◆ Aim of the exercise ◆
Please report every line in the records below that contains the word "dark". Copy each matching line in full, and count only matches with the same case.

Lines of data:
>>>

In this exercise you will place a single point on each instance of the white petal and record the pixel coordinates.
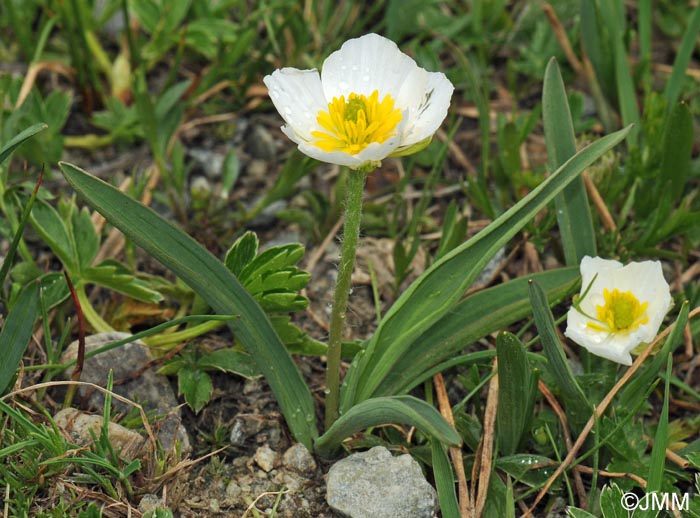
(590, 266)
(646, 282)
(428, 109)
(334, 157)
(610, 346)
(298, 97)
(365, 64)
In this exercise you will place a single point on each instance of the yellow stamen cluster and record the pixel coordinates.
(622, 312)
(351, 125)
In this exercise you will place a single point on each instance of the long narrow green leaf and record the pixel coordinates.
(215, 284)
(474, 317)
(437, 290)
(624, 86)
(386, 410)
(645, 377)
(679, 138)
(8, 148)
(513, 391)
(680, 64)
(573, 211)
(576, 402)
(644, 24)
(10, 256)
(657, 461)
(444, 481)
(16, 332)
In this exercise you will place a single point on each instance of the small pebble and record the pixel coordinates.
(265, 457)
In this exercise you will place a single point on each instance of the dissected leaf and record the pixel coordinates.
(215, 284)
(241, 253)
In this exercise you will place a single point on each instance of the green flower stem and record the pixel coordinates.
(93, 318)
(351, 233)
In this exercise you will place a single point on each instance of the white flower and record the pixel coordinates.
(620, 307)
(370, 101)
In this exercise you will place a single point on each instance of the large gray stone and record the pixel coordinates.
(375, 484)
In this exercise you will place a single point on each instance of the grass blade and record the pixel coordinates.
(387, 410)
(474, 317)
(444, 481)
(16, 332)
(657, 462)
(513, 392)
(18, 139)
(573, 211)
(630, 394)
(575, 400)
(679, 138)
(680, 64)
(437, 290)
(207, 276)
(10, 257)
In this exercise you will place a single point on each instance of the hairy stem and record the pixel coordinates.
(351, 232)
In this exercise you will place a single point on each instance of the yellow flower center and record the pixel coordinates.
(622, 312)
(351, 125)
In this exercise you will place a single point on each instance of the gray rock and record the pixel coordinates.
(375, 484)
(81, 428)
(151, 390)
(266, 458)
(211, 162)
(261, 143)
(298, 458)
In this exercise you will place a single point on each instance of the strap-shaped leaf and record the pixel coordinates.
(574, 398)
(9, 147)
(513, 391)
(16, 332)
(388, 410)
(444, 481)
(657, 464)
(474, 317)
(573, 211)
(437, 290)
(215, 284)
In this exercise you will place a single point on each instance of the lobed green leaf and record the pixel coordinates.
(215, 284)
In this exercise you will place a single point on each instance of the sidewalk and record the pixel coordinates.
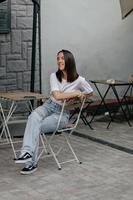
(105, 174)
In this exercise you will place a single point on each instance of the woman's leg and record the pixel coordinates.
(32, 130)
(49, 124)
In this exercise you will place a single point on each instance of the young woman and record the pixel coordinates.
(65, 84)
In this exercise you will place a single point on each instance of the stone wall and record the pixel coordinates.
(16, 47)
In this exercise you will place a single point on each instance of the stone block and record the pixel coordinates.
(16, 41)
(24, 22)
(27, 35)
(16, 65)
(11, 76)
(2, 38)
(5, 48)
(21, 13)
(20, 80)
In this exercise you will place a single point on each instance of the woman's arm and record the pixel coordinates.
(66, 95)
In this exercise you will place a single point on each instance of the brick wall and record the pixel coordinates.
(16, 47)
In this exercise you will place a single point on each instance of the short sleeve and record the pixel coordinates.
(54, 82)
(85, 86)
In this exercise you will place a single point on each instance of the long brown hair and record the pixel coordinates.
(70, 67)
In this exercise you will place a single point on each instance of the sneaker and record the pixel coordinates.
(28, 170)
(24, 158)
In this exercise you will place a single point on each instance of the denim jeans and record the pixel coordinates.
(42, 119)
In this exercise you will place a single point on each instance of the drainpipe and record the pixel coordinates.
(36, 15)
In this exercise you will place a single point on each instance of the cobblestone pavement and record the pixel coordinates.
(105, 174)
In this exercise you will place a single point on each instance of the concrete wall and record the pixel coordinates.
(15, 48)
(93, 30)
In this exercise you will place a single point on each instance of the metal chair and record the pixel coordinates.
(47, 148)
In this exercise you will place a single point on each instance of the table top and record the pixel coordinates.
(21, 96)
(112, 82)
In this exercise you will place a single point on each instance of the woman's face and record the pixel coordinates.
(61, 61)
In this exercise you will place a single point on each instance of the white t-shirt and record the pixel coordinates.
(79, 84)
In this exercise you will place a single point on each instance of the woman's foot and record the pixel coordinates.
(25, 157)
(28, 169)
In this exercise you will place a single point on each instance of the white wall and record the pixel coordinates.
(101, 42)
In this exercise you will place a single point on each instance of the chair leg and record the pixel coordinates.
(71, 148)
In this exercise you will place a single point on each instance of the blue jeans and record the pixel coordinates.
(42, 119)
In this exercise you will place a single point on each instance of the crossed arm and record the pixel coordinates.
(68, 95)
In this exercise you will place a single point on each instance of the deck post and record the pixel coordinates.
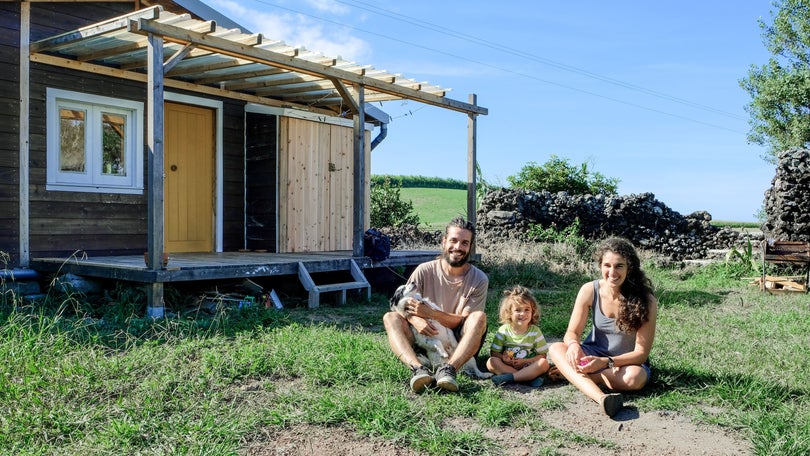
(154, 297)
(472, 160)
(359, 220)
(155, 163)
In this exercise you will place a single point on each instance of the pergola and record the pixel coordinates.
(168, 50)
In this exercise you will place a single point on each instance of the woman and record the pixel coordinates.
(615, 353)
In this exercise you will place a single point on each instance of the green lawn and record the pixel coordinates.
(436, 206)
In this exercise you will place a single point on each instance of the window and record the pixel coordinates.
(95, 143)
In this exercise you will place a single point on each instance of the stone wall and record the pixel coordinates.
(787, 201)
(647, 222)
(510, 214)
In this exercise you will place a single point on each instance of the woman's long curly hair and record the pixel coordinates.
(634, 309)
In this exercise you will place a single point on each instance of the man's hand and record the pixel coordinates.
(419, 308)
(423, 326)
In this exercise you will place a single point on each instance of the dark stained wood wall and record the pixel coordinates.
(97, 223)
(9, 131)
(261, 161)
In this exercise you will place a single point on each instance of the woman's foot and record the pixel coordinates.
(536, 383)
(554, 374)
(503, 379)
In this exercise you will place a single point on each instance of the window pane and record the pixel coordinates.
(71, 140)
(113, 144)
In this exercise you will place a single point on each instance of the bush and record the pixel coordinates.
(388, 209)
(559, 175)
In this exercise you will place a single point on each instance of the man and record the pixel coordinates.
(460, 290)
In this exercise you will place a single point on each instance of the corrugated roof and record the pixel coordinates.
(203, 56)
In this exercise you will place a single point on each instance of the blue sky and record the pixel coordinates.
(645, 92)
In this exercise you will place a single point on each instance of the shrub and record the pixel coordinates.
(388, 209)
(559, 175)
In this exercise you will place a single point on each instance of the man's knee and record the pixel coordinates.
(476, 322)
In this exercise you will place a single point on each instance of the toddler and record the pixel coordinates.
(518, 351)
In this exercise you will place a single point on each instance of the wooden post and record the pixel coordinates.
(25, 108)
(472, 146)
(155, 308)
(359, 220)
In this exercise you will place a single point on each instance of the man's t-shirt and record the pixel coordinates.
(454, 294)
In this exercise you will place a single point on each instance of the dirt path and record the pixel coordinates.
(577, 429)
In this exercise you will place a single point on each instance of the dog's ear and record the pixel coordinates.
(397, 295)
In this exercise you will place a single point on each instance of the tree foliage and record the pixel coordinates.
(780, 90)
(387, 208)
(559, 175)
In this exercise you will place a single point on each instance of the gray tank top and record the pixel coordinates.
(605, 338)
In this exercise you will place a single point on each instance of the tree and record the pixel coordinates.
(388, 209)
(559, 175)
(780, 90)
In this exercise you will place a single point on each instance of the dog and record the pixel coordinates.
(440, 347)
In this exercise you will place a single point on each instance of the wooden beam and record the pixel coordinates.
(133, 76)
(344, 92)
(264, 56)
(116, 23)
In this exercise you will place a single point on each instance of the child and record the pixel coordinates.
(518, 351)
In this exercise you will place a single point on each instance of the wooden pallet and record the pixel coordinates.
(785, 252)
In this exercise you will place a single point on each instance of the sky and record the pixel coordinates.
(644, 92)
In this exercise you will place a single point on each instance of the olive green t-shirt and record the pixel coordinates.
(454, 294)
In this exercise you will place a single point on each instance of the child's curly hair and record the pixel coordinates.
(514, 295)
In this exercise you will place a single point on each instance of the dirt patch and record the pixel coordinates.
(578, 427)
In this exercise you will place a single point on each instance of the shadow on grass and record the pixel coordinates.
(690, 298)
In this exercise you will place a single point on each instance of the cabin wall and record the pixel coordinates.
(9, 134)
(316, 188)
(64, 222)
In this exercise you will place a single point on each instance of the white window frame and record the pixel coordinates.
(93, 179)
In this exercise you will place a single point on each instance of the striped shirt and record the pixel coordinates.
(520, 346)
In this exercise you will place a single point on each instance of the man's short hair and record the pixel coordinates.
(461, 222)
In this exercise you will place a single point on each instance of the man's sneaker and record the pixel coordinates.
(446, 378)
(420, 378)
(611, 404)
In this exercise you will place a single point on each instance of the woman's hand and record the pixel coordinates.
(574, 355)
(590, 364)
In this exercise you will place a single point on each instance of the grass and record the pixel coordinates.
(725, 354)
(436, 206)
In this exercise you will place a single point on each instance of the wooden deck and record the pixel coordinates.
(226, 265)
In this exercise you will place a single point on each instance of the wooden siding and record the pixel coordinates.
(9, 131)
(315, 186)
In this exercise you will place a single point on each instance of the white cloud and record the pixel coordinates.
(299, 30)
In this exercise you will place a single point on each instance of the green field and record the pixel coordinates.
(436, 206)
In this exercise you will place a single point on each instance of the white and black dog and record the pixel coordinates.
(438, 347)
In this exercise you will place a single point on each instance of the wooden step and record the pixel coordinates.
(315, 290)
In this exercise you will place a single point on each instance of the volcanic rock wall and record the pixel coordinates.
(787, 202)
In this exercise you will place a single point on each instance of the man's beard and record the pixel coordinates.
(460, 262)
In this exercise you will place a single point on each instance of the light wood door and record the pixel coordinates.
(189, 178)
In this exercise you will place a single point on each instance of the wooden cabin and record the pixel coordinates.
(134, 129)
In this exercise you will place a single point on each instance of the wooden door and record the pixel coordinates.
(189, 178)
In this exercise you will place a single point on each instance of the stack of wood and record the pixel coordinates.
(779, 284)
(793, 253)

<<<
>>>

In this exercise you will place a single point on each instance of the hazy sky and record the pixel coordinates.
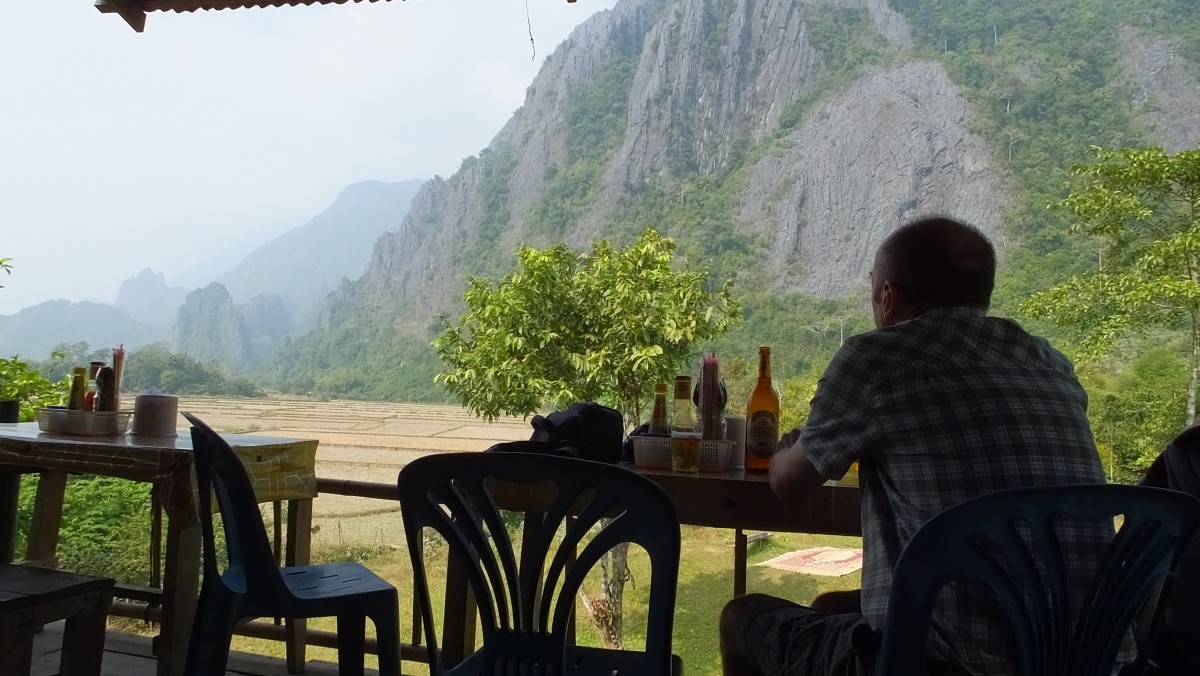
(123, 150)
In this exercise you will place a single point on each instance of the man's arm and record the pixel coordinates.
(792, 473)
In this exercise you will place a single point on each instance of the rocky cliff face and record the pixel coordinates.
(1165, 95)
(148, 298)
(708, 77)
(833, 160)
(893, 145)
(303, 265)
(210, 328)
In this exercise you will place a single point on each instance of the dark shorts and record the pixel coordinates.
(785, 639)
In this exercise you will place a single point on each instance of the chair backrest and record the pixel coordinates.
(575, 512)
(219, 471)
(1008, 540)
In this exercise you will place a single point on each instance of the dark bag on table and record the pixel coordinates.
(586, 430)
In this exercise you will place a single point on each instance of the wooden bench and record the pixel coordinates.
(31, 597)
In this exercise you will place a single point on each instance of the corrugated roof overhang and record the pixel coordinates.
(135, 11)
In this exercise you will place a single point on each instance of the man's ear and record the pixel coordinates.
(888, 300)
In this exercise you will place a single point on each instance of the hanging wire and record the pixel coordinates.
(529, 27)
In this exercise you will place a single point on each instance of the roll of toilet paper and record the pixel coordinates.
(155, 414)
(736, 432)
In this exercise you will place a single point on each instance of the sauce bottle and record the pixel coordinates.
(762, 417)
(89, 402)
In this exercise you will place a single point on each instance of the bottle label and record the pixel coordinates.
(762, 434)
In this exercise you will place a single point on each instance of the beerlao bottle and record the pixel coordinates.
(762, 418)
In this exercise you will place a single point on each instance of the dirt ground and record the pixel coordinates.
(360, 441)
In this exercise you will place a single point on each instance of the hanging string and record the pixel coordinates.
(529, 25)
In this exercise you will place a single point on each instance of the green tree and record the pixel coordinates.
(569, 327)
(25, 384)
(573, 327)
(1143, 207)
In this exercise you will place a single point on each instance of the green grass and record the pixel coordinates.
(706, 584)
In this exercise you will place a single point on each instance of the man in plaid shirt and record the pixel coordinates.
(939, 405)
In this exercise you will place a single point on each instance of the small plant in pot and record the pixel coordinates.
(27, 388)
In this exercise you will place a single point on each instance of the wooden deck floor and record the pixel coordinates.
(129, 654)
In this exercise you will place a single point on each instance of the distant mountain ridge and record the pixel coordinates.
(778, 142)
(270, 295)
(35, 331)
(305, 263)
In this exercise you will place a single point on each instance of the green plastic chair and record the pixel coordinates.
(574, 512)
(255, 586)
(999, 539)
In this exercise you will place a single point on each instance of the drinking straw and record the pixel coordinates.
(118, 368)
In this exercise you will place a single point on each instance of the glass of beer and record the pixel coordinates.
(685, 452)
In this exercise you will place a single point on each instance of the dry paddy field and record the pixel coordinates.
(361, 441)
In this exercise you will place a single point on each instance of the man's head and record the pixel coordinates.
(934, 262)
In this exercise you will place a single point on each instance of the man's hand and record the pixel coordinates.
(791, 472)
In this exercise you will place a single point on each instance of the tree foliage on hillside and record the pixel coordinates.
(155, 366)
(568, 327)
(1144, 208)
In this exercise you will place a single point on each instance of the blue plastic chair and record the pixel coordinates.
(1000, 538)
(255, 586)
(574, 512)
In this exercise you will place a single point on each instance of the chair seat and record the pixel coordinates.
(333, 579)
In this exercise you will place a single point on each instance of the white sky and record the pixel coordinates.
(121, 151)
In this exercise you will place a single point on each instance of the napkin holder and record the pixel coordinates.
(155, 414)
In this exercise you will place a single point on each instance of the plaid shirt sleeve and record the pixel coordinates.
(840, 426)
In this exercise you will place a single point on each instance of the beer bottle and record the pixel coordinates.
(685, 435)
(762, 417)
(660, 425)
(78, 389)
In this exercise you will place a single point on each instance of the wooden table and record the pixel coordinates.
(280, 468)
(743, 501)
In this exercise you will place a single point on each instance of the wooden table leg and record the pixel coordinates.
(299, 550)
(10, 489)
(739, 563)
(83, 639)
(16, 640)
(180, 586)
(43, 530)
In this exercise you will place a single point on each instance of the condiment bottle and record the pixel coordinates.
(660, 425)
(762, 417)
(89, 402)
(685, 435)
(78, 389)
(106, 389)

<<<

◆ The completed task ◆
In this exercise you will place a single point on each instance of the dark stained wood wall and record the pixel coordinates.
In this exercise you will place a single point on each instance of the dark shorts and record the pixel coordinates.
In this exercise you will place a single point on each instance of the dark bag on table and record the pixel coordinates.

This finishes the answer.